WHAT THIS EXERCISE ASKS:
a - According to the text about the writer's ex-boyfriend, what do Meg and Carly say they hate?
b - Carry the text about the writer's ex-boyfriend forward from its last sentence.

PROVIDED TEXT:
It bothers me how my best friend is my ex-boyfriend.
It bothers me that I don't care that my best friend is my ex-boyfriend.
It bothers me that he still means everything to me.
It bothers me that I can't picture myself without him.
It bothers me how I can tell him things I can't even tell Carly.
It bothers me that he can tell me things he can't tell anyone else.
It bothers me that he is still the most gorgeous person in the world.
It bothers me that he was with Rachael.
It bothers me that I've never been with anyone else.
It bothers me that I don't even really want to be with anyone else.
Like I said, my life bothers me. Well, off to another day in the company of Jesse. Wondering if my happiness now is screwing me over later.
And what bothers me THE MOST is that none of that stuff actually bothers me.
I'm sitting here thinking and getting quite angry. Today when I was hanging out with Meg and Carly, they were talking about how they hate when their boyfriends get "all emotional" and how it's too much to deal with blah blah blah and I wanted to smack them over the head with a huge piece of lumber. They say they love Jim and Will, but do you really think that taking the phone off the hook when your boyfriend is having a major breakdown is love? NO. It's not. They are SO immature about stuff like that. "Oh I can't be bothered with his trifling emotional insecurities." What bitches. That pisses me off so much. I'd be there for Jesse in like two seconds. And I know he'd be there for me too. And we're not even in a freaking relationship. UGH! "I love Will but I can't be bothered to support him because I'm too busy making out with his best friend to talk on the phone."

DATASET ROWS:
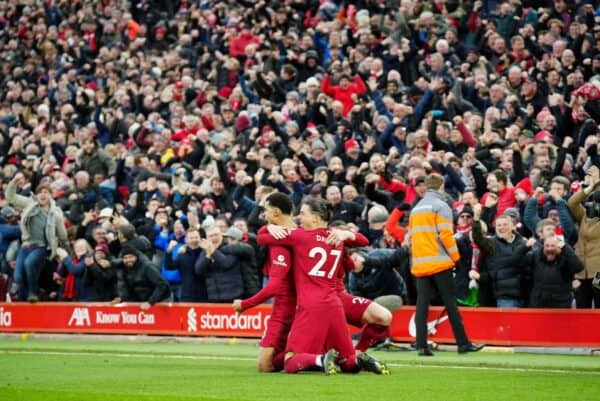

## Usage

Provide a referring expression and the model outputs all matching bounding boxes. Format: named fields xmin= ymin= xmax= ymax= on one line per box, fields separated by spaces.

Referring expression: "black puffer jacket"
xmin=220 ymin=242 xmax=261 ymax=298
xmin=522 ymin=245 xmax=583 ymax=308
xmin=118 ymin=256 xmax=171 ymax=305
xmin=348 ymin=248 xmax=408 ymax=299
xmin=473 ymin=221 xmax=528 ymax=300
xmin=195 ymin=247 xmax=244 ymax=303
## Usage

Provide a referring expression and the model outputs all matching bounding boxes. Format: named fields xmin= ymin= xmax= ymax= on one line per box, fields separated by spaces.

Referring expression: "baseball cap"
xmin=503 ymin=207 xmax=521 ymax=220
xmin=311 ymin=139 xmax=327 ymax=150
xmin=535 ymin=130 xmax=552 ymax=142
xmin=0 ymin=206 xmax=19 ymax=219
xmin=200 ymin=198 xmax=217 ymax=208
xmin=344 ymin=138 xmax=360 ymax=152
xmin=223 ymin=227 xmax=243 ymax=241
xmin=94 ymin=243 xmax=110 ymax=255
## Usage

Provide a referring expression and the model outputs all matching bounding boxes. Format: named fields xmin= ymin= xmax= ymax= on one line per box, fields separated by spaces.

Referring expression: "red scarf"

ANSWERS PROVIDED:
a - They hate it when their boyfriends get "all emotional."

b -
I hate them.
Maybe that's part of my problem though. Yesterday we were talking, and I was like "Hey you never bought me a Valentine's Day present." Jesse was like "That's because I was safe with you. I always felt safe with you Katie." I mean I guess that's a good thing, he knew that I cared about him, but it makes me feel taken advantage of.
I hate how nothing in my life is sacred anymore.
So it's like six AM, here I am online because I forgot that I volunteered to do the soundtrack for our play. Good move, Katie.
DRAMA FEST-FRIDAY JUNE 3, 7 PM AT BKW AUDITORIUM
Be there or be square! I'm thinking a *certain someone* will make an appearance. Lucky me, he'll get to see me make a fool of myself on stage.
Oh well. Yesterday was an excellent day. It was so beautiful outside. I rode the bus to Jesse's and was there until about 8:30. I had lots of fun. We even went for a run, and I convinced him to do the Altamont 5k. Just one question...when did he get a six pack?! Deliceuse...
Anyway, here is my list of the top five bang-able guys, in no particular order.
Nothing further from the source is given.